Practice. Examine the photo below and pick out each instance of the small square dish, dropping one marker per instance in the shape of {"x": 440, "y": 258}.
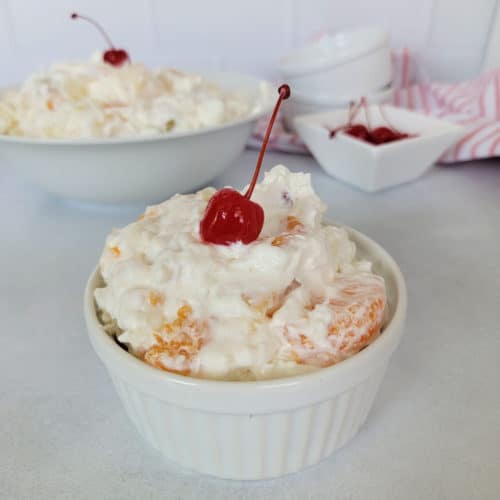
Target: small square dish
{"x": 374, "y": 167}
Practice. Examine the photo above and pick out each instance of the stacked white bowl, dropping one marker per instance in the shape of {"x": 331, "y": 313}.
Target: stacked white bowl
{"x": 335, "y": 69}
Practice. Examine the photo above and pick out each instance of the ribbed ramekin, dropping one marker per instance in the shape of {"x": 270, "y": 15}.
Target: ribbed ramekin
{"x": 254, "y": 430}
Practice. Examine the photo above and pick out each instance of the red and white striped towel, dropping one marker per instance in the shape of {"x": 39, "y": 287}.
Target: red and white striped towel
{"x": 474, "y": 104}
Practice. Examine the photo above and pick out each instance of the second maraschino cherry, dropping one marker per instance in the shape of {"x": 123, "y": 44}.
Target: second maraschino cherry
{"x": 231, "y": 217}
{"x": 113, "y": 56}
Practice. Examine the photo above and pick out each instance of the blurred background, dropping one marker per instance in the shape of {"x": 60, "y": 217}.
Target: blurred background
{"x": 453, "y": 39}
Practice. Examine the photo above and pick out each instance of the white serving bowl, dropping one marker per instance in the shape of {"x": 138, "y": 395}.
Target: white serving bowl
{"x": 343, "y": 65}
{"x": 372, "y": 168}
{"x": 254, "y": 430}
{"x": 302, "y": 104}
{"x": 139, "y": 169}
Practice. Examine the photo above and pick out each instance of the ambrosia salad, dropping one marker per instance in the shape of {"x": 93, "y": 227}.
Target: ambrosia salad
{"x": 95, "y": 99}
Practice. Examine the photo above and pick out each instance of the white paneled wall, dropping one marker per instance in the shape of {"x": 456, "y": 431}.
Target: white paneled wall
{"x": 450, "y": 36}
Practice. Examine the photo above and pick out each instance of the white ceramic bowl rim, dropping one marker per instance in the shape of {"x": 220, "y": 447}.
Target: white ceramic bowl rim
{"x": 333, "y": 49}
{"x": 253, "y": 396}
{"x": 265, "y": 107}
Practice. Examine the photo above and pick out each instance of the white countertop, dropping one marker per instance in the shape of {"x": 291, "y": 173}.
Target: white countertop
{"x": 434, "y": 432}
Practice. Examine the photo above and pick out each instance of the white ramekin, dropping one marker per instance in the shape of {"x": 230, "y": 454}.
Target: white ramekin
{"x": 254, "y": 430}
{"x": 342, "y": 65}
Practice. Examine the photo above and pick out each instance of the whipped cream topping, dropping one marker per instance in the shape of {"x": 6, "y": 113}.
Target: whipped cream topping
{"x": 93, "y": 99}
{"x": 267, "y": 309}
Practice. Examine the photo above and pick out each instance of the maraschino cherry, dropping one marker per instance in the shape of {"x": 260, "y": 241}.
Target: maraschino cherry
{"x": 115, "y": 57}
{"x": 230, "y": 216}
{"x": 376, "y": 136}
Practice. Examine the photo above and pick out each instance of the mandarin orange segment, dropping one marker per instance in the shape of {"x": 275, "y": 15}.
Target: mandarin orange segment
{"x": 293, "y": 223}
{"x": 155, "y": 298}
{"x": 177, "y": 343}
{"x": 357, "y": 314}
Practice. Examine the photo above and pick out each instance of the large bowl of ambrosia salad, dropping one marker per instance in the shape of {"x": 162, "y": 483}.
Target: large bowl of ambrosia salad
{"x": 98, "y": 133}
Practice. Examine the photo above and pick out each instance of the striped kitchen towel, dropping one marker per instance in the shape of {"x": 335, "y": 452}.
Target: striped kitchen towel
{"x": 474, "y": 104}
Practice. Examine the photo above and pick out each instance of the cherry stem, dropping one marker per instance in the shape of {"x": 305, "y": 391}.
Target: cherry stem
{"x": 96, "y": 25}
{"x": 284, "y": 92}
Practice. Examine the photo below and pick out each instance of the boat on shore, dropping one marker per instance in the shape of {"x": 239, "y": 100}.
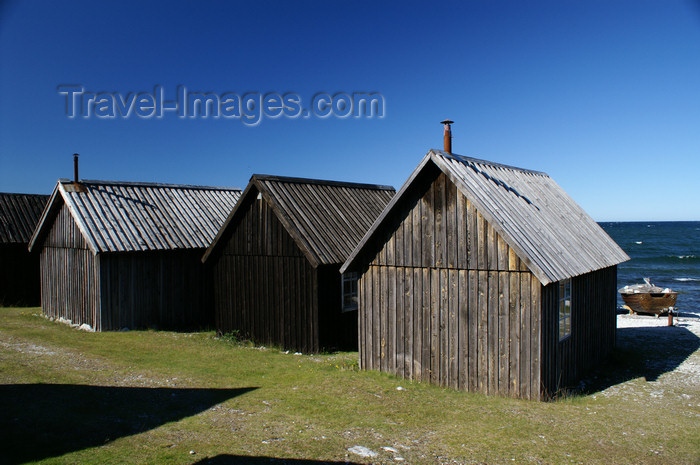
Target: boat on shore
{"x": 647, "y": 298}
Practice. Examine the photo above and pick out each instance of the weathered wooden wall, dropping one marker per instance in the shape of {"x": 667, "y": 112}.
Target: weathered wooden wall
{"x": 110, "y": 291}
{"x": 593, "y": 329}
{"x": 264, "y": 286}
{"x": 156, "y": 289}
{"x": 19, "y": 276}
{"x": 445, "y": 300}
{"x": 69, "y": 280}
{"x": 337, "y": 329}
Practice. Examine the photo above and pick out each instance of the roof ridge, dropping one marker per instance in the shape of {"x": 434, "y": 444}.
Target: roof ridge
{"x": 325, "y": 182}
{"x": 149, "y": 184}
{"x": 464, "y": 158}
{"x": 24, "y": 193}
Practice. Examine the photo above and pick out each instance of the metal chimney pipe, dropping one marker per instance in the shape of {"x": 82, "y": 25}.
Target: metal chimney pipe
{"x": 448, "y": 135}
{"x": 75, "y": 167}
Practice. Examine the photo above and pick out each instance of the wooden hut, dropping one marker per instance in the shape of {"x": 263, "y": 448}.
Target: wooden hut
{"x": 275, "y": 261}
{"x": 19, "y": 270}
{"x": 486, "y": 278}
{"x": 125, "y": 254}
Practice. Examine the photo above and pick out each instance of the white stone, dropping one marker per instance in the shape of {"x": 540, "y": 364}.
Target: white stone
{"x": 362, "y": 451}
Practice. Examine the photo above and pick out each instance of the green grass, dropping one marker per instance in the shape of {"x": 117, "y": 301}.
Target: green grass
{"x": 152, "y": 397}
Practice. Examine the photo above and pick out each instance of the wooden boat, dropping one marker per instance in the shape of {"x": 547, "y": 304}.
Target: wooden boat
{"x": 647, "y": 298}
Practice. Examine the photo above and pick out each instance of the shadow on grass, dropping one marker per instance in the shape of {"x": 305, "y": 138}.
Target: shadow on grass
{"x": 226, "y": 459}
{"x": 643, "y": 352}
{"x": 40, "y": 421}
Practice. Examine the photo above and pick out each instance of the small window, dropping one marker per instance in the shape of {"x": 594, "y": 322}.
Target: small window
{"x": 564, "y": 309}
{"x": 350, "y": 291}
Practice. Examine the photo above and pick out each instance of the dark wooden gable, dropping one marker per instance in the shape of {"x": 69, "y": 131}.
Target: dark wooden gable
{"x": 258, "y": 231}
{"x": 445, "y": 300}
{"x": 64, "y": 232}
{"x": 265, "y": 287}
{"x": 436, "y": 226}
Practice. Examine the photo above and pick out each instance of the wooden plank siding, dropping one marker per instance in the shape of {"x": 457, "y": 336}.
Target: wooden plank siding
{"x": 19, "y": 273}
{"x": 265, "y": 287}
{"x": 593, "y": 329}
{"x": 69, "y": 280}
{"x": 19, "y": 276}
{"x": 156, "y": 289}
{"x": 111, "y": 291}
{"x": 468, "y": 313}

→ **Exercise instructions**:
Filter the entries above down to the lines that contain "below".

→ **Answer to this exercise**:
Practice. Examine the photo below and pick out each instance of the small square dish, dropping one marker per instance in the shape of {"x": 440, "y": 258}.
Practice. Examine the photo below and pick out each instance of the boat on shore, dropping one marker per instance in the shape of {"x": 239, "y": 100}.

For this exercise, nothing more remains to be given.